1998 P T D 1424

[224 I T R 138]

[Madras High Court (India)]

K.A. Thanikkachalam and N. V. Balasubramanian, JJ

BRAKES INDIA LTD.

Versus

COMMISSIONER OF INCOME-TAX

Tax Case No.559 and Reference No.299 of 1983, decided on 12/03/1996.

(a) Income-tax---

----Business expenditure ---Dissallowance of expenditure---Rent-free accommodation to employee---Actual amount paid by employer must be disallowed---Indian Income Tax Act, 1961, Ss.40(c) & 40-A(5).

Actual amount paid by way of house rent allowance is assessable in the hands of the employer under sections 40(c) and 40-A(5) of the Indian Income Tax Act, 1961. '

(b) Income-tax---

----Special deduction---Expenditure incurred in respect of proceedings before Income-tax Authorities or Appellate Authority---Ceding for special deduction--Computation of such expenditure---Fees for preparation of statements and schedules annexed to return must be taken into account--Indian Income Tax Act, 1961, S.80-VV.

Provisions of section 80-VV restricting the allowance toy Rs.5,000 would be applicable even for fees paid for preparation of statements and schedules annexed to the income-tax returns, since the expenditure was incurred in a proceeding before the income-tax Authority. Inasmuch as even according to the assessee, Rs.4,250, was incurred in the previous year; it could be allowable only in the assessment year under consideration to the extent of Rs.5,000.

CIT v. Britannia Industries Co. Ltd. (1982) 135 ITR 35 (Cal.) and CIT v. Ramakrishnan (P.R.) (1980) 124 ITR 545 (Mad.) ref.

(c) Income-tax---

----Business expenditure---Surtax is not deductible---Indian Income Tax Act, 1961, S.37.

Surtax is not deductible in computing the total income of the assessee.

Sundaram Industries Ltd. v. CIT (1986) 159 ITR 646 (Mad.) fol.

P.P.S. Janarthana Raja for Subbaraya Aiyar, Padmanabhan and Ramamani for the Assessee.

C.V. Rajan for the Commissioner.

JUDGMENT

K.A. THANIKKACHALAM, J.---At the instance of the assessee, the Tribunal referred the following three questions for the opinion of this Court under section 256(1) of the Income Tax Act, 1961:

"Whether, on the facts and circumstances of the case, the limited deduction under section 80-VV is irrespective of the number of assessment years to which the expenditure pertains and whether it also applies to fees paid for preparation of statements and schedules annexed to the return of income?

(2)Whether, on the facts and circumstances of the case, the value of the benefit derived by the employee could be substituted for the expenditure incurred by the assessee in assessing the disallowance under section 40-A(5) of the Act?

(3)Whether, on the facts and circumstances of the case, surtax is an allowable deduction in computing the total income of the assessee?"

Listed entries:
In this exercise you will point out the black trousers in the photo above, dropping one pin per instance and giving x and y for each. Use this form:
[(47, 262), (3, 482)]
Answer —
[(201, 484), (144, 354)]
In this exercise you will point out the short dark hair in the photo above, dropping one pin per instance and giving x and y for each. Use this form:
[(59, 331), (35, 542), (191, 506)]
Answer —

Written tasks:
a - Using the Brakes India case report, explain in one to three sentences why the Rs.5,000 limit under section 80-VV covers fees paid for preparing the statements and schedules annexed to the income-tax returns.
b - Please answer these questions from the Brakes India case report, one line each:
(i) On what date was the case decided?
(ii) Who appeared for the Commissioner?
(iii) Under which section of the Income Tax Act, 1961 did the Tribunal refer the three questions to the Court?
c - From the Brakes India case report, extract the passage from "Tax Case No.559" up to and including "Ss.40(c) & 40-A(5).".

Correct answers:
a - The Rs.5,000 limit under section 80-VV applies to these fees because the expenditure was incurred in a proceeding before the income-tax Authority.

b -
(i) 12/03/1996
(ii) C.V. Rajan
(iii) Section 256(1)

c -
Tax Case No.559 and Reference No.299 of 1983, decided on 12/03/1996.

(a) Income-tax---

----Business expenditure ---Dissallowance of expenditure---Rent-free accommodation to employee---Actual amount paid by employer must be disallowed---Indian Income Tax Act, 1961, Ss.40(c) & 40-A(5).